SELECTED EXTRACT>
Uplift-driven climate change at 12 Ma: A long δ18O record from the NE margin of the Tibetan plateau

David L. Dettman, Xiaomin Fang, Carmala N. Garzione, Jijun Li

Research output: Contribution to journalArticlepeer-review

252 Scopus citations

Abstract

Carbonates from fluvial and lacustrine sediments were sampled from multiple measured sections in the Linxia basin of western China. Based on textural and mineralogical evidence, lacustrine carbonates are primary precipitates from lake water. A 29 million year record of the oxygen isotope composition of meteoric water is inferred from the δ18O values of these carbonates. This inference is based on the most negative δ18O values in the lake carbonates, which represent lake waters that have experienced the least evaporative enrichment. Carbonate δ18O values, a proxy for rainfall δ18O, are ∼-10.5‰ throughout the interval of 29-12 Ma. At 12 Ma there is a shift to -9‰, a value that remains into the Pliocene. This implies a major reorganization of atmospheric circulation patterns and a shift to more arid conditions at the NE margin of the Tibetan plateau with the post-12 Ma system similar to that of today. The 12 Ma event may represent the time at which the Tibetan plateau achieves sufficient elevation to block the penetration of moisture from the Indian Ocean or south Pacific into western China. The period of greatest aridity is from 9.6 to 8.2 Ma, a time interval which agrees well with other climate records.

WHAT YOU ARE ASKED TO DO> Translate this sentence from the abstract on Tibetan plateau uplift into Spanish: "Carbonates from fluvial and lacustrine sediments were sampled from multiple measured sections in the Linxia basin of western China."

STORED RECORDS>
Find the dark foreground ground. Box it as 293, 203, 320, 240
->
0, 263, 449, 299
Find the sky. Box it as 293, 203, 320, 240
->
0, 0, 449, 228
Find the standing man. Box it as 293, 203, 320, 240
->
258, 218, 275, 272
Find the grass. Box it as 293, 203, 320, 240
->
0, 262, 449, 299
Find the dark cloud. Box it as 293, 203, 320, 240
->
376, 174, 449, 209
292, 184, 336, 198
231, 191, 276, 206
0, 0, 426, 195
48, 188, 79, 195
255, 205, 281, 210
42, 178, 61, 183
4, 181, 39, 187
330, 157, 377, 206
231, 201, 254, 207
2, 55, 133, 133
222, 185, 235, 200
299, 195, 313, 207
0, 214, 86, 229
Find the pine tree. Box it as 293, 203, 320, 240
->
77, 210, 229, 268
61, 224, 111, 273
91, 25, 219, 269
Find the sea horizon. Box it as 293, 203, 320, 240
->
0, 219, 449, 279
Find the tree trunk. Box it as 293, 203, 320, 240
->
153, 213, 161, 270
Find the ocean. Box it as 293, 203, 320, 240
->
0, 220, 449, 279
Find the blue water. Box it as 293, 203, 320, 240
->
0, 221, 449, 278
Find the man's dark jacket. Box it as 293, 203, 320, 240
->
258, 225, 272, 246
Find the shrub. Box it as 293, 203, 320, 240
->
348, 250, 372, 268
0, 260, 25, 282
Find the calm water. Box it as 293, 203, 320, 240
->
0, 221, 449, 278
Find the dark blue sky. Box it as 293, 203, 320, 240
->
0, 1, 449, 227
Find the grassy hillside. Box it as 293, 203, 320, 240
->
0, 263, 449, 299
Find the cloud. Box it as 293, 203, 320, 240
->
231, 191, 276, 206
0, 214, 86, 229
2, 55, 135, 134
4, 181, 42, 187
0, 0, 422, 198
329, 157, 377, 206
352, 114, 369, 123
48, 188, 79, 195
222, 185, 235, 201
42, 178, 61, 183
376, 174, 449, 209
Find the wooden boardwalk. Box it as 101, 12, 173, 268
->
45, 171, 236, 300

THE RESULT> Se muestrearon carbonatos de sedimentos fluviales y lacustres en múltiples secciones medidas de la cuenca de Linxia, en el oeste de China.